- Brief -
Please continue the piece on symptoms of poor nervous system development in infants, picking up right after its last sentence.

- Document segment -
===

What Are the Symptoms of Poor Infant Nervous System Development?

Update Date: Source: Network

When the development of an infant's nervous system is not optimal, their developmental milestones may be delayed, and they may be unable to lift their heads, smile spontaneously, or engage in other activities at appropriate ages. Parents should be vigilant about any signs of abnormal neurological development in their infants and promptly take them to the hospital for examination. If necessary, they may require treatment with trace elements and rehabilitation training.

Symptoms of Poor Infant Nervous System Development:

1. At 1 month, the infant cannot follow moving objects with their eyes; at 2 months, they do not respond to being teased and cannot produce vowel sounds such as "a," "o," or "e"; at 3 months, they cannot laugh out loud or smile spontaneously when seeing people; at 4 months, they cannot recognize familiar faces, cannot shout loudly, and cannot hold their heads up 90 degrees when lying on their stomachs.

2. At 6 months, the infant does not understand their own name; at 7 months, they still cannot sit unsupported; at 8 months, they cannot imitate sounds; at 9 months, they cannot crawl or express greetings or farewells; at 1 year, they cannot call "dad" or "mom."

===

- Extracted information -

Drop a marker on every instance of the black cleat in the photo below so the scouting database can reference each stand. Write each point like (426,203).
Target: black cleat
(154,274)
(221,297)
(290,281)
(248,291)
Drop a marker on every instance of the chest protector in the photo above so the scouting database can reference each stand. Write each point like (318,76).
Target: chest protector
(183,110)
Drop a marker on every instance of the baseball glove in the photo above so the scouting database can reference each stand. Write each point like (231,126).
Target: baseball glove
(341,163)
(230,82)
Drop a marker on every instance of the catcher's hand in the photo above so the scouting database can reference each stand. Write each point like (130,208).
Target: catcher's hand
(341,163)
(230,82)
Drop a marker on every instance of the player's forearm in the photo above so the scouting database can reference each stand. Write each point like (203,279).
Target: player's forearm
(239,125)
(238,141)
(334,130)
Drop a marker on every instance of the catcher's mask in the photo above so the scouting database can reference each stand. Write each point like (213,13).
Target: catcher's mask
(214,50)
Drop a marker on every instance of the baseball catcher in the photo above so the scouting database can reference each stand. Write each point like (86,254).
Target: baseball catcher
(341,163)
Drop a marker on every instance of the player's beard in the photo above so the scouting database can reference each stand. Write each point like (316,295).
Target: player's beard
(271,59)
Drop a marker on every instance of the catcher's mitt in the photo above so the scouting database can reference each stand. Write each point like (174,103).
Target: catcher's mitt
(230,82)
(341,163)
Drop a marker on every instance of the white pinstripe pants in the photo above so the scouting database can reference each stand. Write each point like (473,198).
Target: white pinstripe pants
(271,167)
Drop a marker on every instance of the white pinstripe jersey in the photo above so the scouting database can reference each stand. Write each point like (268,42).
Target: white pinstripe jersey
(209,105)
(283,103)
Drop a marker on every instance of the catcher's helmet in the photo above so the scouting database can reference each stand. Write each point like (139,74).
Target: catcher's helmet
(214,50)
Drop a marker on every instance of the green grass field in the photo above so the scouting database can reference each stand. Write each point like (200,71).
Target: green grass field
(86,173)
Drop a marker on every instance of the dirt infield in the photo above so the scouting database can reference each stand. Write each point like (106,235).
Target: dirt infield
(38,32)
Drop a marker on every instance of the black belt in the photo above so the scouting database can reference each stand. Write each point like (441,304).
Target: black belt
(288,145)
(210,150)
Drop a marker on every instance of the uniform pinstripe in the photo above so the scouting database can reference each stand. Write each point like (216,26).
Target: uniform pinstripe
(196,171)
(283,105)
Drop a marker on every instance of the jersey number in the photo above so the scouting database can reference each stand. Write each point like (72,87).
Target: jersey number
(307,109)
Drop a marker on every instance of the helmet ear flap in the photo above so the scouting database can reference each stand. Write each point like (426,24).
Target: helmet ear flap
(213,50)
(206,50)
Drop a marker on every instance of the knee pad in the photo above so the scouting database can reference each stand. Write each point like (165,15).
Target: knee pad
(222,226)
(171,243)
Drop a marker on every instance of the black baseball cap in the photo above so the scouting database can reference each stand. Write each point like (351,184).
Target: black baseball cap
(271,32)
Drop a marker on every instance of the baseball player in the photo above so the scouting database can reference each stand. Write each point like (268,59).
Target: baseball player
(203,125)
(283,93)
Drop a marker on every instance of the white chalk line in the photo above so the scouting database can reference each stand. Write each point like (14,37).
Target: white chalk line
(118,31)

===

- Output -
Treatment for Poor Infant Nervous System Development:

1. Delays in development simply mean that the infant is lagging behind the average level of their peers. However, some infants may only be temporarily slower and catch up later, while others may have intellectual disabilities. Close observation is necessary.

2. There are many trace elements involved, with the most common being zinc, iron, copper, and magnesium. Treatment should focus on replenishing the specific trace elements that the infant is lacking.

3. By 3 months, infants should be able to lift their heads and smile, although some may not yet be able to laugh out loud. They should respond to sounds, but their sensitivity to the direction of sound may not be fully developed.